#### READING TEXT
+===+

From a tax point of view, sole-proprietors and single-member LLCs are treated the same. Both structures are required to file their business income and expenses on a Schedule C on the owner’s individual 1040 tax return. This means no additional tax return is required. Additionally, any loss incurred in the business will offset other sources of income that the individual may have.
The downside of these entities is that both are subject to self-employment tax. Since the owner is both the employer and employee, they are required to pay both the employer and employee portion of payroll tax which when combined comes to 15.3%. This percentage is charged on all ordinary net income generated by your business. Once your business income reaches a certain level, you may wish to change your structure in order to save on self-employment tax.
These two structures are certainly some of the easiest to set up and operate. As a sole-proprietor, all you have to do is start. You do not need an EIN or even a separate bank account, although one is HIGHLY recommended. As an LLC, there is a bit more to do to get started. You must file the Articles of Organization with your state, pay an annual filing fee, and obtain an EIN from the IRS. But that’s a small price to pay for the liability protection it provides.
Now let’s talk about pass-through entities. These are Partnerships and S-Corporations.
Partnerships are LLC’s that have two or more owners. Like the single-member, they too need to file Articles of Organization with their state, pay an annual filing fee and obtain an EIN from the IRS. Since there are two or more members they may also wish to have a partnership agreement that details the partner percentages of profit and loss and other terms. The IRS does not require that a partnership agreement is created. One can be formed on a hand-shake alone. But it is good practice and recommended there is some sort of agreement in writing. In a partnership, there must be at least one person designated as a general partner and the others may be limited partners. The general partner is personally liable for any debt incurred by the partnership. Limited partners are not held personally liable.

+===+

Records from a dataset:
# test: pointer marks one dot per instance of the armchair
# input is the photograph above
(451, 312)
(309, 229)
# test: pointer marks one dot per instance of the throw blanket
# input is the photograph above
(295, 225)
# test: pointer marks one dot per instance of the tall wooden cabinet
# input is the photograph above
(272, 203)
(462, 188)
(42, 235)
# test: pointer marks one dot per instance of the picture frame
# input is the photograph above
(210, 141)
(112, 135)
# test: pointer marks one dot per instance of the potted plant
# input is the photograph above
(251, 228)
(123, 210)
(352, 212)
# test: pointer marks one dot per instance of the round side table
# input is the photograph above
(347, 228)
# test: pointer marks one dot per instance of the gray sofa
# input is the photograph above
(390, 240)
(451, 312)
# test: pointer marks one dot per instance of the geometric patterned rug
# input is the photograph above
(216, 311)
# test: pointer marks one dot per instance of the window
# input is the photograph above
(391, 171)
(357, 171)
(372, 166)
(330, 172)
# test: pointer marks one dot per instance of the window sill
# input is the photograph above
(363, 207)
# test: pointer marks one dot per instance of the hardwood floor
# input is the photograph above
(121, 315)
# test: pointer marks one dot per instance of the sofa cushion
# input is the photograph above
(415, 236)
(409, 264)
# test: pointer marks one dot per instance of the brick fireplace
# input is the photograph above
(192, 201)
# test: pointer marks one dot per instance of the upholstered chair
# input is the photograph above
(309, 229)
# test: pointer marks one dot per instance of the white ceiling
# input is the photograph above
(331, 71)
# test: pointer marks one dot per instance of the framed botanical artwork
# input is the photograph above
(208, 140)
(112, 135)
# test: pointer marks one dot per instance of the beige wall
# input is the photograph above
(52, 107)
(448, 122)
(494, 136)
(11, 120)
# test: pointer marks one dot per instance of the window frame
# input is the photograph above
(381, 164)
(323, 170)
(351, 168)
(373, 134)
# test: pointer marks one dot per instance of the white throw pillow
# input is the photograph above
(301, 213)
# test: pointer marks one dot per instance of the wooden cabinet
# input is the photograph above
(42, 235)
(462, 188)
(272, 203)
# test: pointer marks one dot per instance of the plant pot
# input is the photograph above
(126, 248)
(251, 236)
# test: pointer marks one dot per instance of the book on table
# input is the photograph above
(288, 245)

+===+

#### EXERCISE SET
(a) From the text on business tax structures, extract the passage that begins at the words "The downside of" and ends after the words "on self-employment tax.".
(b) Copy the lines of the records word for word, beginning at the line that contains "white throw pillow" and stopping after the last line of the records.

#### COMPLETE ANSWERS
(a)
The downside of these entities is that both are subject to self-employment tax. Since the owner is both the employer and employee, they are required to pay both the employer and employee portion of payroll tax which when combined comes to 15.3%. This percentage is charged on all ordinary net income generated by your business. Once your business income reaches a certain level, you may wish to change your structure in order to save on self-employment tax.

(b)
# test: pointer marks one dot per instance of the white throw pillow
# input is the photograph above
(301, 213)
# test: pointer marks one dot per instance of the wooden cabinet
# input is the photograph above
(42, 235)
(462, 188)
(272, 203)
# test: pointer marks one dot per instance of the plant pot
# input is the photograph above
(126, 248)
(251, 236)
# test: pointer marks one dot per instance of the book on table
# input is the photograph above
(288, 245)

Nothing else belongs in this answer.